Task a: Sum up the forum thread on direct marketing below in three sentences.

Quoted passage:
:::::

# Direct marketing



## John Paul Sanborn (Mar 31, 2007)

I thought I asked this question beofre, but cannot find any posts.

What luck have you had with direct marketing, buying mailing lists based on demographics or any such program?

Also, I just looked into Spotrunner and a 4 month campaign in my area would be $4-12K, and they do not have any good stock adds for tree care.


----------



## maxburton (Mar 31, 2007)

I once tried 1000 direct mails and got no calls.


----------



## John464 (Mar 31, 2007)

for how many homes does your price qoute include? I mail to 12,000 homes for 4 months at $4,000. It has worked well for us


----------



## lxt (Apr 1, 2007)

direct marketing,

the method I use is even more direct & in use right now for me!!!!

5000 door hangers & flyers = approx $375.00 professionally done!!

4 ready to graduate teenagers, 2 cars & maps of the targeted areas.

Ill spend maybe $1500.00, kids get work, meet and talk to customers, they have fun & people are surprised to see young adults takin interest in this line of work.

I have gotten since I started doing this 2yrs ago approx. 8% hire rate at $250-$300 average( some jobs more some less but this is the average). Ill let you guys do the math.

LXT......................................................


----------



## maxburton (Apr 1, 2007)

:::::

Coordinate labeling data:
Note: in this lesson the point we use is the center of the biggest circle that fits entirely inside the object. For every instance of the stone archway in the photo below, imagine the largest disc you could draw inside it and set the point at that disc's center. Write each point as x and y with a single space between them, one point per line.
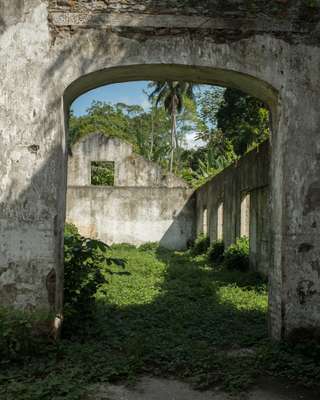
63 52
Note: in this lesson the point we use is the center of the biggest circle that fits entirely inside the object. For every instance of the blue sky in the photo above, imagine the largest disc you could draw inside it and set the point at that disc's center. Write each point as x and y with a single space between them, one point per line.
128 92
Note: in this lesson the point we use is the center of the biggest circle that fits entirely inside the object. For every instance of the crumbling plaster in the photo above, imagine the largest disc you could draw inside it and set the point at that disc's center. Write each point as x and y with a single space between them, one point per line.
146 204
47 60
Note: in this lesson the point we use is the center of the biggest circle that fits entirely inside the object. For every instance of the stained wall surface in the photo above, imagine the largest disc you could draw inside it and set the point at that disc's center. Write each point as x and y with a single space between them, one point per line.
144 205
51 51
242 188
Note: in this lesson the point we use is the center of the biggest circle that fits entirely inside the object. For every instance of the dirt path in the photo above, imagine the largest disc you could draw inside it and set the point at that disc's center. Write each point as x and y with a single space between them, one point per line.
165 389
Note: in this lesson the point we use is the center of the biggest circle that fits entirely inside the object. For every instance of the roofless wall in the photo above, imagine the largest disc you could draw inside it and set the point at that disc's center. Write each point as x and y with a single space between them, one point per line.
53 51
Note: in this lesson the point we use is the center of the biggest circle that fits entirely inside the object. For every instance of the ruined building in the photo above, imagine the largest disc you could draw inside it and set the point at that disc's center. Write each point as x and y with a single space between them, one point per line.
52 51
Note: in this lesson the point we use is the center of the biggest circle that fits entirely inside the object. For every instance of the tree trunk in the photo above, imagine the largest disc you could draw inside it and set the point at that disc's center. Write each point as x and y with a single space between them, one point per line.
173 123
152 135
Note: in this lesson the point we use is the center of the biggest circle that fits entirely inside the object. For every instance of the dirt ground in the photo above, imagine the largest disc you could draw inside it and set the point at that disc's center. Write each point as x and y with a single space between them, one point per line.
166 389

:::::

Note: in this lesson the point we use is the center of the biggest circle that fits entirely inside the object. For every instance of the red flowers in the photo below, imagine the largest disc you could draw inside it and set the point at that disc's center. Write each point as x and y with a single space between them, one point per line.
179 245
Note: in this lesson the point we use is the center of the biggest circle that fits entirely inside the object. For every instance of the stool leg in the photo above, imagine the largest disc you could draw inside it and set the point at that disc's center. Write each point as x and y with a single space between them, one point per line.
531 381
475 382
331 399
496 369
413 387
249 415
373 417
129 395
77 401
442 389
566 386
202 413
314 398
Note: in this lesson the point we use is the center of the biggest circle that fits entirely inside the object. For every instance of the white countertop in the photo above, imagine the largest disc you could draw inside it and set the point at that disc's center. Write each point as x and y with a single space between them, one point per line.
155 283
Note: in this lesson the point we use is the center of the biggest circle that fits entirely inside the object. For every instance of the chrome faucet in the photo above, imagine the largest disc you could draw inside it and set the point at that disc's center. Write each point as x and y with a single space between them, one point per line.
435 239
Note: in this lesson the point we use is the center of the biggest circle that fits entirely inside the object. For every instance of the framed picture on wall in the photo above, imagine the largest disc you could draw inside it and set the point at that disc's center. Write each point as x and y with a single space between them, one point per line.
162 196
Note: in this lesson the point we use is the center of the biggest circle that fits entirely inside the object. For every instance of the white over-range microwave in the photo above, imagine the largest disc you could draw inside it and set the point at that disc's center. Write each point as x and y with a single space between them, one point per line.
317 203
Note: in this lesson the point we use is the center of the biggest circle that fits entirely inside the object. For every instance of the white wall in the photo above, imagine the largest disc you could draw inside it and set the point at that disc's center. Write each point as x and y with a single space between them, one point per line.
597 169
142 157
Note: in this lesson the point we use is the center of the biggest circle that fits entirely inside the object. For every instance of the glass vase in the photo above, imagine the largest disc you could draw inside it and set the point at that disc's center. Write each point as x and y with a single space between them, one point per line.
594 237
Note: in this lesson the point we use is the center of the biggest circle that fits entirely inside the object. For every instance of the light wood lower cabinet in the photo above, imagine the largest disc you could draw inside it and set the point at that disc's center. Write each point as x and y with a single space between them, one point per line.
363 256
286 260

:::::

Task b: Show every line in the entries that contains the string "dirt".

Full answer a: The thread opens by asking what luck others have had with direct marketing, such as buying mailing lists based on demographics, and notes that a 4-month Spotrunner campaign in the poster's area would cost $4-12K without good stock ads for tree care. One reply reports 1000 direct mails that brought no calls, while another reports mailing 12,000 homes for 4 months at $4,000 with good results. A third describes handing out 5000 door hangers and flyers with 4 teenagers, spending maybe $1500 and getting about an 8% hire rate at a $250-$300 average over 2 years.

Full answer b:
Note: in this lesson the point we use is the center of the biggest circle that fits entirely inside the object. For every instance of the dirt path in the photo above, imagine the largest disc you could draw inside it and set the point at that disc's center. Write each point as x and y with a single space between them, one point per line.
Note: in this lesson the point we use is the center of the biggest circle that fits entirely inside the object. For every instance of the dirt ground in the photo above, imagine the largest disc you could draw inside it and set the point at that disc's center. Write each point as x and y with a single space between them, one point per line.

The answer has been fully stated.